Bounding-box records
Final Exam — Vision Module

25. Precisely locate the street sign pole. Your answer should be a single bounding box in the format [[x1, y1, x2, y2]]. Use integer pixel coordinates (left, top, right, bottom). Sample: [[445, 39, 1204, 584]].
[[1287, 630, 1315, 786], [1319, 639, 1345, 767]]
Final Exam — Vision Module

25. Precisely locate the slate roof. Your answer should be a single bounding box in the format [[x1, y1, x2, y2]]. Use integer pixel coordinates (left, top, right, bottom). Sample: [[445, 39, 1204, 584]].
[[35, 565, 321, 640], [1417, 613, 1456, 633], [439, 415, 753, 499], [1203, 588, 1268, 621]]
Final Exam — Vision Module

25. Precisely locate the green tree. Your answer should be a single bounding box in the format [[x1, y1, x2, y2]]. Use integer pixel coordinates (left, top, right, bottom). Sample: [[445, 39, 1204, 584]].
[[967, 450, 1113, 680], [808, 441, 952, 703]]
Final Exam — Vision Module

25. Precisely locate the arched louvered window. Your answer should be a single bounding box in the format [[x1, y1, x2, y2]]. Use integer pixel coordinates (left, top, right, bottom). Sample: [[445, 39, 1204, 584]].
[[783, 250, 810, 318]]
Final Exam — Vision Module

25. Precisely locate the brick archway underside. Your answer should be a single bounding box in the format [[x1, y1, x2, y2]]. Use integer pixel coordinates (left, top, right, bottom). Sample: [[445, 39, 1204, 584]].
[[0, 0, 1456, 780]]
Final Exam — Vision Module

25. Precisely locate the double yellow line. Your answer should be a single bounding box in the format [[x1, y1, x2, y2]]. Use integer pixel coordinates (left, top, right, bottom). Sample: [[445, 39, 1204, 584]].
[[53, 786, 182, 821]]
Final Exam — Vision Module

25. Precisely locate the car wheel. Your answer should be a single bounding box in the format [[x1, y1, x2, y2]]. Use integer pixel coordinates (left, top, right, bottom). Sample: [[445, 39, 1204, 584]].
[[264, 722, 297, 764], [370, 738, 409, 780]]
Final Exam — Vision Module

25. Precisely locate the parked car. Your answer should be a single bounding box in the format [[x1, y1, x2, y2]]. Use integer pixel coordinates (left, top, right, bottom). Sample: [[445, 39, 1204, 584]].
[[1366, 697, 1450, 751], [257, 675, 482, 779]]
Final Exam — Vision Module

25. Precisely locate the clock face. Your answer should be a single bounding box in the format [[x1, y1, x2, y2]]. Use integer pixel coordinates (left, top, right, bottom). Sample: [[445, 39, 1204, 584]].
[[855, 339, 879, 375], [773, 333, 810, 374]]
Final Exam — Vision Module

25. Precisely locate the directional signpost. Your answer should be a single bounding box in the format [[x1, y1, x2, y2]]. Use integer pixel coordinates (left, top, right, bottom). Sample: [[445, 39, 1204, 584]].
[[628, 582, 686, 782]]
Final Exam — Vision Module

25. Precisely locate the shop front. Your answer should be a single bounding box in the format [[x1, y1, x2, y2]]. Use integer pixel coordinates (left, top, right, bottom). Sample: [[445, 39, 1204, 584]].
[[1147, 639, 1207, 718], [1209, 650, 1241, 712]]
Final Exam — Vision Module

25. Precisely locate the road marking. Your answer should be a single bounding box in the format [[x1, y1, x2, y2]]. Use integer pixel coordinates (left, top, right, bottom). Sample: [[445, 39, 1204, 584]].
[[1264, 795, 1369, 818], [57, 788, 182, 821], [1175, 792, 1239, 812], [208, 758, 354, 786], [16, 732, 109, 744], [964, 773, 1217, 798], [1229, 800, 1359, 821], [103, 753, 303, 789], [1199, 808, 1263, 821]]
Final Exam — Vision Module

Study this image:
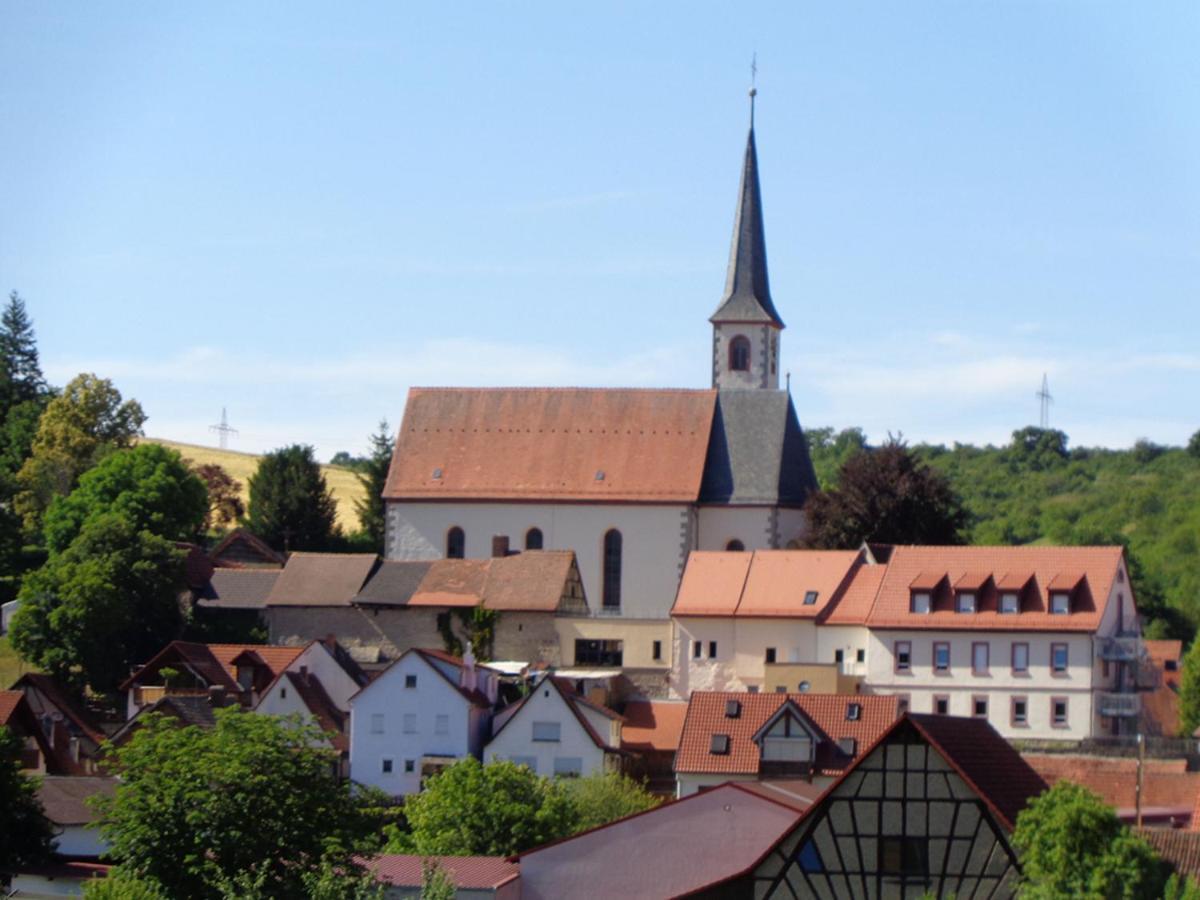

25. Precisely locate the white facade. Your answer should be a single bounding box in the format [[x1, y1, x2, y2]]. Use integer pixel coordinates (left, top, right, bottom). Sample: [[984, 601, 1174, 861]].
[[350, 650, 497, 797], [484, 679, 620, 775]]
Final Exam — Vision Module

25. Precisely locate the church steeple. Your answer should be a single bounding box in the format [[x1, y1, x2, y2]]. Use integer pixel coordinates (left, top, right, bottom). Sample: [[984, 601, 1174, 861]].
[[708, 89, 784, 389]]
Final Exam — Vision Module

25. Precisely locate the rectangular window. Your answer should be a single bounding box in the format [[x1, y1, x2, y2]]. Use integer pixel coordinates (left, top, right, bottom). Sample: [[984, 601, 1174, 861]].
[[1013, 642, 1030, 674], [1050, 643, 1067, 674], [1012, 697, 1030, 725], [934, 641, 950, 672], [1050, 697, 1067, 728], [554, 756, 583, 778], [971, 642, 991, 674]]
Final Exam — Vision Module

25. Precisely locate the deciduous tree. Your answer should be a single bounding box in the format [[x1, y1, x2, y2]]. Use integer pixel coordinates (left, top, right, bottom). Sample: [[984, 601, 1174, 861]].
[[246, 444, 337, 551]]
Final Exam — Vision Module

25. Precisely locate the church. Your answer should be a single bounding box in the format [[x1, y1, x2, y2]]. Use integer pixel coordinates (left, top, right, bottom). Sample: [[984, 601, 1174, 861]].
[[384, 105, 816, 674]]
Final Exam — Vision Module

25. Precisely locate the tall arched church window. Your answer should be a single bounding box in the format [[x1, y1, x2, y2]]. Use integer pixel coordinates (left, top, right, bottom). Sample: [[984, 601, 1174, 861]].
[[604, 528, 622, 610], [446, 526, 467, 559], [730, 335, 750, 372]]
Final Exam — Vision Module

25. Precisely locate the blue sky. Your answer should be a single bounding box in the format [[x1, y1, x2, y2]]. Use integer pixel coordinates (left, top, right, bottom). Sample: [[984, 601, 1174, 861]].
[[0, 0, 1200, 456]]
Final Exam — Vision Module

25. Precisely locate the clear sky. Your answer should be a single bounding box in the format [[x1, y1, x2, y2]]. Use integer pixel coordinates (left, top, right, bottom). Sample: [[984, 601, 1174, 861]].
[[0, 0, 1200, 457]]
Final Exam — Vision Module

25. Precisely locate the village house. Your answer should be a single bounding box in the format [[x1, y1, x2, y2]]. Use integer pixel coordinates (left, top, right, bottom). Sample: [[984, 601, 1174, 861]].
[[350, 648, 499, 797], [484, 676, 624, 776]]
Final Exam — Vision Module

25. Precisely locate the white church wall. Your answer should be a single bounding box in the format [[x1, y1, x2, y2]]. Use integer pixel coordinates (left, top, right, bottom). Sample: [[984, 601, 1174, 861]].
[[388, 502, 694, 619]]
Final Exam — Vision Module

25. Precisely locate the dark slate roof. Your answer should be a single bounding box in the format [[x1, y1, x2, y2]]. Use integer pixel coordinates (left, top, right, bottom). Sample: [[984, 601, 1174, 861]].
[[353, 559, 433, 606], [700, 390, 817, 506], [709, 126, 784, 328], [197, 569, 280, 610]]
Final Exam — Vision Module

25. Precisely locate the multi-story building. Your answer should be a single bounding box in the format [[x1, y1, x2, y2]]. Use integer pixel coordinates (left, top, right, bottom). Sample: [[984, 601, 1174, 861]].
[[672, 546, 1142, 740]]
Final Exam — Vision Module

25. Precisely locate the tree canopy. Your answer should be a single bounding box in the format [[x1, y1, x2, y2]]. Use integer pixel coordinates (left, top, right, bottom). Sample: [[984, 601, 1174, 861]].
[[1013, 781, 1165, 900], [43, 444, 209, 554], [246, 444, 337, 551], [0, 725, 54, 883], [12, 514, 185, 692], [97, 707, 378, 899], [803, 440, 967, 550]]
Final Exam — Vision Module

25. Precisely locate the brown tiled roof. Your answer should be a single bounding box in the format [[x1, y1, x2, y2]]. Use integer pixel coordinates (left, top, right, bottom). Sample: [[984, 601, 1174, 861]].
[[620, 700, 688, 752], [674, 691, 899, 775], [266, 553, 378, 606], [1135, 828, 1200, 878], [1025, 754, 1200, 810], [360, 853, 521, 890], [868, 546, 1122, 631], [384, 388, 716, 503]]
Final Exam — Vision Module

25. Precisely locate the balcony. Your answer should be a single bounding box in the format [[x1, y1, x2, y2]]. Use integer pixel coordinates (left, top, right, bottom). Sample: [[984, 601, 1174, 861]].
[[1096, 694, 1141, 718]]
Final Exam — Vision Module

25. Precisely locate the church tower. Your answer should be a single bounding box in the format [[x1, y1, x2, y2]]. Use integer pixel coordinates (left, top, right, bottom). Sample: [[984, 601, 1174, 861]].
[[708, 89, 784, 390]]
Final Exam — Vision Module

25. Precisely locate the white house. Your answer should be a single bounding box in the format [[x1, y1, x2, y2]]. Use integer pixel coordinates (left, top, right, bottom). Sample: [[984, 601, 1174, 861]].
[[484, 676, 623, 775], [350, 649, 498, 797]]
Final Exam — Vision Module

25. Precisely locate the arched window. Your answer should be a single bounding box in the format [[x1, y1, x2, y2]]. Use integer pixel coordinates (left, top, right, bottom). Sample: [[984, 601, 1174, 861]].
[[446, 526, 467, 559], [604, 528, 622, 610], [730, 335, 750, 372]]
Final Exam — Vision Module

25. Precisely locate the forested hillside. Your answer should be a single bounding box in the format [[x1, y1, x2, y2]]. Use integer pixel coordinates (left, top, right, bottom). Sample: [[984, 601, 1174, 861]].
[[808, 428, 1200, 638]]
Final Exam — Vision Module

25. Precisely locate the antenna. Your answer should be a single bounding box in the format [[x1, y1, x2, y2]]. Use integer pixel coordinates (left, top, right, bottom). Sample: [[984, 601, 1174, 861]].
[[1033, 372, 1054, 431], [209, 407, 238, 450]]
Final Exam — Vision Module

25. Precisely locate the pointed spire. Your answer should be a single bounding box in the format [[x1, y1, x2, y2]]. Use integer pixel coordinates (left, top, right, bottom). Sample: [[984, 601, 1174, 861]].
[[709, 88, 784, 328]]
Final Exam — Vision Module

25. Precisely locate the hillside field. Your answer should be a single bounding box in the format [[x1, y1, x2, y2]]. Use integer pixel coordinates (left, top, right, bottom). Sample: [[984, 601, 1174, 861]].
[[144, 438, 364, 534]]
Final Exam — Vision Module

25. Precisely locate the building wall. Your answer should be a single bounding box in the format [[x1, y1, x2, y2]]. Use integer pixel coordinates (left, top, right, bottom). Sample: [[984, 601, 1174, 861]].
[[350, 654, 478, 797], [868, 630, 1093, 740], [484, 684, 605, 775], [386, 502, 695, 619]]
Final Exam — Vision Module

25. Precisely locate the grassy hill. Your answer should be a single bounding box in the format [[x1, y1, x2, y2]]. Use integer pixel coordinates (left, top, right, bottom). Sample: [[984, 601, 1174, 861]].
[[145, 438, 364, 534]]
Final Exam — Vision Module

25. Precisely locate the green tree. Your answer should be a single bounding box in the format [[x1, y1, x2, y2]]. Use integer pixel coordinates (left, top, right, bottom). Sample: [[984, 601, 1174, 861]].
[[12, 514, 185, 692], [354, 419, 395, 553], [42, 444, 209, 556], [246, 444, 337, 552], [14, 374, 145, 530], [564, 772, 659, 832], [1180, 640, 1200, 738], [804, 440, 967, 550], [0, 725, 54, 883], [389, 756, 577, 856], [96, 708, 378, 899], [1013, 781, 1165, 900]]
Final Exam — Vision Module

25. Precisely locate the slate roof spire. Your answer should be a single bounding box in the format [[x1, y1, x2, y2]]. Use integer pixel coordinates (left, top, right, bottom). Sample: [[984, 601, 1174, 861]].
[[709, 88, 784, 328]]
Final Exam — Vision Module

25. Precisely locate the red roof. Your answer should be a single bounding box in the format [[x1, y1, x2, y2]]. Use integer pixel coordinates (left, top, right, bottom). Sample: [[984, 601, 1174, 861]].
[[361, 853, 521, 890], [384, 388, 716, 503], [674, 691, 899, 775]]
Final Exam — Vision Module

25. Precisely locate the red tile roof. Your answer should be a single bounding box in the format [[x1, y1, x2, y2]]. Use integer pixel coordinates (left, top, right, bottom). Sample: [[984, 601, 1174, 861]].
[[620, 700, 688, 754], [674, 691, 899, 775], [384, 388, 716, 503], [360, 853, 521, 890]]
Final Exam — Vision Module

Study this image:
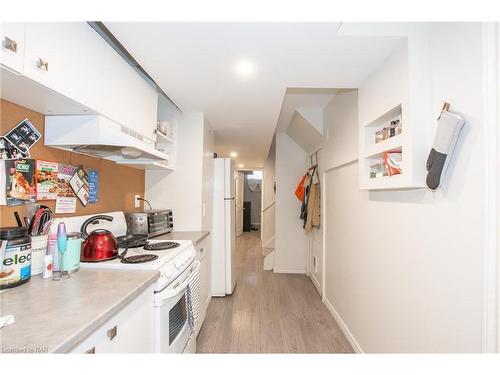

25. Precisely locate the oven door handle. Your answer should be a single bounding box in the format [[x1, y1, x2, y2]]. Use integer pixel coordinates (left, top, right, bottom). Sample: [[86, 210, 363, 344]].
[[154, 260, 200, 307]]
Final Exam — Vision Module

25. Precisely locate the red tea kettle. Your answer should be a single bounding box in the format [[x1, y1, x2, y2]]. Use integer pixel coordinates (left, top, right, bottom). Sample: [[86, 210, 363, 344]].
[[80, 215, 118, 262]]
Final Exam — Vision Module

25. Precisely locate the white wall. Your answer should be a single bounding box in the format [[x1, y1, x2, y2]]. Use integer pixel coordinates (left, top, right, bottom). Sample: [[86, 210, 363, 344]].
[[324, 23, 485, 352], [145, 113, 213, 231], [261, 136, 276, 244], [274, 132, 307, 273], [309, 89, 358, 293], [201, 118, 215, 231]]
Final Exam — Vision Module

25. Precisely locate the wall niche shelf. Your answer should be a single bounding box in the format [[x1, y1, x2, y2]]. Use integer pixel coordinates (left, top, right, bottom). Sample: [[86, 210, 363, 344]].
[[359, 104, 422, 190]]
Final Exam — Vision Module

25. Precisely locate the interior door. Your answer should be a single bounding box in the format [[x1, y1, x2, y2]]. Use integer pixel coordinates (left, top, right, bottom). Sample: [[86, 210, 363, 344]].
[[236, 172, 245, 237]]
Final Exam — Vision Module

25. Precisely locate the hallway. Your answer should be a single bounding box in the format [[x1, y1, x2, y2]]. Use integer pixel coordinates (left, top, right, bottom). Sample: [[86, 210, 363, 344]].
[[197, 232, 352, 353]]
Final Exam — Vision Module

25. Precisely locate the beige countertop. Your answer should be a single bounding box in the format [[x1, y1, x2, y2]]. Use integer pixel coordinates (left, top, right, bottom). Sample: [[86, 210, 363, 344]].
[[0, 269, 159, 353], [153, 230, 210, 245]]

◆ WHAT YOU ARE ASKED TO DO
Substitute "lamp post" for "street sign pole" in everything from the start of the listing down to the line containing "[[1287, 630, 1315, 786], [1319, 639, 1345, 767]]", and give those lines again with nothing else changed.

◆ FINAL RESULT
Final Exam — Vision Module

25. Precisely locate the lamp post. Your answer should be a single bounding box in the format [[x1, y1, x2, y2]]. Use integer pixel coordinates (left, top, right, bottom). Sample: [[445, 39, 1204, 584]].
[[1287, 630, 1315, 786], [1319, 639, 1345, 767]]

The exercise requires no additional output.